*ASSIGNMENT:*
Continue the ExoMars rover account from its final sentence, without repeating any of it.

According to Ars Technica, the decision caps a 25-year development history in which Europe’s first Mars rover repeatedly lost its ride to space as partnerships collapsed and schedules slipped. What began as ESA’s Aurora programme in the early 2000s evolved into ExoMars, a flagship project intended to put a European-built rover on Mars to drill below the surface in search of signs of past or present life.
The rover’s path has been shaped less by engineering than by geopolitics and budget cycles. In 2009, NASA and ESA agreed to pursue Mars exploration together, with plans for a 2016 orbiter and a 2018 rover mission using US launchers and a US landing system. Ars Technica notes that NASA withdrew in 2012, citing budget pressure including cost overruns on the James Webb Space Telescope. ESA, unable to replace NASA’s contributions alone, turned to Russia: Proton rockets for launches, a Russian descent system for landing, and Russian instruments aboard the spacecraft.
That partnership produced one tangible success. Russia launched the ExoMars Trace Gas Orbiter in 2016, and it remains in service around Mars, returning data and relaying communications for NASA’s rovers, Ars Technica reports. But the rover itself was delayed again by parachute-test failures and the pandemic, pushing a planned 2022 launch. Then Russia’s 2022 invasion of Ukraine ended the arrangement entirely: ESA severed most ties with Roscosmos after key hardware had already been built and was awaiting final integration.

*RECORDS:*
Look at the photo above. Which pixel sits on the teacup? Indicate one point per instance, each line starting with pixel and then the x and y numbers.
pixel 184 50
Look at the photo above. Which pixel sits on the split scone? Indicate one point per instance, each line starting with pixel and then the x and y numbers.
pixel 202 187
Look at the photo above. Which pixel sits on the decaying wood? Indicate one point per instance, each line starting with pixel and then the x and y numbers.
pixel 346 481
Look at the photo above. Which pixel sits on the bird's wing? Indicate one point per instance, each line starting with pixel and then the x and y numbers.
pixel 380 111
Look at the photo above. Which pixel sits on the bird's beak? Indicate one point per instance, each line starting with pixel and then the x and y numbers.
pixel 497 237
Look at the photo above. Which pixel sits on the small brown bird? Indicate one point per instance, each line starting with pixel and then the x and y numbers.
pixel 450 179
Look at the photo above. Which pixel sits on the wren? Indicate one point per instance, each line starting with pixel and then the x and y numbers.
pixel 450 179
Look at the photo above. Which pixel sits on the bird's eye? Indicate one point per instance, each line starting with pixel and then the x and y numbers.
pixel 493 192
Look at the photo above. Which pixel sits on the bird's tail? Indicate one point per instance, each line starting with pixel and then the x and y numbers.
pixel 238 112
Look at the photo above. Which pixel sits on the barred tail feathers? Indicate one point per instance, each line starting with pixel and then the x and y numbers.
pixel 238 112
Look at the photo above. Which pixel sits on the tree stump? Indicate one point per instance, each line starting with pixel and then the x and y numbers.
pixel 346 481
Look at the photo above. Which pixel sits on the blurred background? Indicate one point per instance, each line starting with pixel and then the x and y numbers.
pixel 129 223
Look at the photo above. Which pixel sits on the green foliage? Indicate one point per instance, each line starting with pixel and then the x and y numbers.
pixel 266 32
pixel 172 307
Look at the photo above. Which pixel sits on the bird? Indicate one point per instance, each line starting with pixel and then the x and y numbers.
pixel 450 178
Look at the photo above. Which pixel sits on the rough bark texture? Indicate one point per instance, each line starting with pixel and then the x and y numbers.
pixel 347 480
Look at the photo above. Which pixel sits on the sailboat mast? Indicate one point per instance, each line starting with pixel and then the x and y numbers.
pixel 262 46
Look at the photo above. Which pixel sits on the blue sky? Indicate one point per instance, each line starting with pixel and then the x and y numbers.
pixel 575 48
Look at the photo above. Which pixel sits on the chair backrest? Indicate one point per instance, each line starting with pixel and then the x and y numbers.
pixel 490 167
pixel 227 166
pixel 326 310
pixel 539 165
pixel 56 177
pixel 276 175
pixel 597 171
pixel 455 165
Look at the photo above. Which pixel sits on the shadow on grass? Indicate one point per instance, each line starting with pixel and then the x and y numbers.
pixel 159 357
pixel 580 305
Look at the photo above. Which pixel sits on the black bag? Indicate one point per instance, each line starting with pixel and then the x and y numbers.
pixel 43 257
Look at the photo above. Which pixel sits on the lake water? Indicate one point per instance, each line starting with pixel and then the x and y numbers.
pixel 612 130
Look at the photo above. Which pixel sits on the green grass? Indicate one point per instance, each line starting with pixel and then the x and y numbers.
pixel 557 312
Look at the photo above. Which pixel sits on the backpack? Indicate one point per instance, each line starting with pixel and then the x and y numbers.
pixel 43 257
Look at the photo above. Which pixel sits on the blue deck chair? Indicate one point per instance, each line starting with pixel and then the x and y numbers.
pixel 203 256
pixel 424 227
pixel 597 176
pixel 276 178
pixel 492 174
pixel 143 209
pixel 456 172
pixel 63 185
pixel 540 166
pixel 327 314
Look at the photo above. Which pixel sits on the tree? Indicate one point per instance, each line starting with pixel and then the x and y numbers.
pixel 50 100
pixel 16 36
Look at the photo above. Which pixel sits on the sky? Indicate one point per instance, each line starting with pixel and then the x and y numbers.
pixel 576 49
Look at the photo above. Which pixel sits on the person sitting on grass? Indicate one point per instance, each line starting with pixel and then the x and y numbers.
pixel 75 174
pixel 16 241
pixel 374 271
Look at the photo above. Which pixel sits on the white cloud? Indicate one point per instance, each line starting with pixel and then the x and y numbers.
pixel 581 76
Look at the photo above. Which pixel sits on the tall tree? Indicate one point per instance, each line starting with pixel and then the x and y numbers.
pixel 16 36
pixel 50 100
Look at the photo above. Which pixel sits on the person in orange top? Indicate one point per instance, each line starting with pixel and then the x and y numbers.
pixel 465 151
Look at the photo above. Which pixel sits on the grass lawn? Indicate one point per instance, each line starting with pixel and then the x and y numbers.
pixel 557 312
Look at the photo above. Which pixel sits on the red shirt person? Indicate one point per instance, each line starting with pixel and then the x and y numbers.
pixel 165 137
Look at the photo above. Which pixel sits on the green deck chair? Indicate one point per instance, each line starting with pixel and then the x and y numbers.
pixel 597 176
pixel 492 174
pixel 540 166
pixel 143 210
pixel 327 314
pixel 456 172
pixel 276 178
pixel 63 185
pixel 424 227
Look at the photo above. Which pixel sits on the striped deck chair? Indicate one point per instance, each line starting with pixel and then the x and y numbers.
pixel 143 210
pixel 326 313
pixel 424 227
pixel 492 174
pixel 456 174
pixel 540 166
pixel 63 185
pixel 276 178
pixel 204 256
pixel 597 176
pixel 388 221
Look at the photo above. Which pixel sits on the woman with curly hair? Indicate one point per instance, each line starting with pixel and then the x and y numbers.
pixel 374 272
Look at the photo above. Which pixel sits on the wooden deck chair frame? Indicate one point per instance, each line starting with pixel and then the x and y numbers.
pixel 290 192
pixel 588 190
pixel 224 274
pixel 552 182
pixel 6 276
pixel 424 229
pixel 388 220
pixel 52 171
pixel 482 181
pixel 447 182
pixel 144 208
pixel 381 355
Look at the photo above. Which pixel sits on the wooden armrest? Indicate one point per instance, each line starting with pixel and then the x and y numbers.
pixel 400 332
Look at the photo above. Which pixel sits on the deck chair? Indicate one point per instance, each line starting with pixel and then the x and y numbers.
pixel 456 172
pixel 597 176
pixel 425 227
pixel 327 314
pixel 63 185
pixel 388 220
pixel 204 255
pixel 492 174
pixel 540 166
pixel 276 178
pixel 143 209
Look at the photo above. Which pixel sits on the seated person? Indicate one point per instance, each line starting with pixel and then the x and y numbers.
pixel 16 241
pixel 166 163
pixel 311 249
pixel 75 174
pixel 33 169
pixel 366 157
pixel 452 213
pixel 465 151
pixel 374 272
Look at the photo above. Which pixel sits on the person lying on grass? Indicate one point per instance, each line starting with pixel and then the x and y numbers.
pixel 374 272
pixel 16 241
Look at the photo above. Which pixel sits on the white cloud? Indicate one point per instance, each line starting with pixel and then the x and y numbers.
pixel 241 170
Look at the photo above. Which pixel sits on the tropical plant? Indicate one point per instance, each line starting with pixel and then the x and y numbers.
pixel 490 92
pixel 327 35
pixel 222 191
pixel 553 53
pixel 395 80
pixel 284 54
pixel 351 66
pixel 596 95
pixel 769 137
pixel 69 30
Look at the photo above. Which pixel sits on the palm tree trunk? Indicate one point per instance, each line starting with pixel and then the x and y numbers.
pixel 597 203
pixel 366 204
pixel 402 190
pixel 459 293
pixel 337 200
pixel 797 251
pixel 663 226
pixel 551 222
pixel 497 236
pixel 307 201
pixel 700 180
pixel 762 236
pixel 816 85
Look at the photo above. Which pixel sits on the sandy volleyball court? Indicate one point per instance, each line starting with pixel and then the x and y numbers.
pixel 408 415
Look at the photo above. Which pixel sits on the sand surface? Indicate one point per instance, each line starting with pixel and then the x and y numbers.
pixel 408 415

*EXERCISE OUTPUT:*
The new US role is therefore not a symbolic assist but a replacement for critical components. Under a 2024 NASA-ESA agreement cited by Ars Technica, the United States is providing the launch vehicle, braking engines for landing, and nuclear-powered heater units to keep the rover’s systems alive through the Martian night. The Falcon Heavy assignment adds another layer: Europe’s flagship rover will fly on an American commercial rocket, from Kennedy Space Center, after successive European and Russian launch plans failed.
For ESA, the mission is a test of institutional resilience as much as planetary science. A rover designed to search for life is now also a case study in how space programmes inherit the risks of their suppliers and partners. When the political cost of cooperation rises, hardware already built becomes stranded inventory, and the schedule resets to whoever can provide the missing pieces.
The rover is named for Rosalind Franklin. Its launch date is now dependent on a US rocket manifest.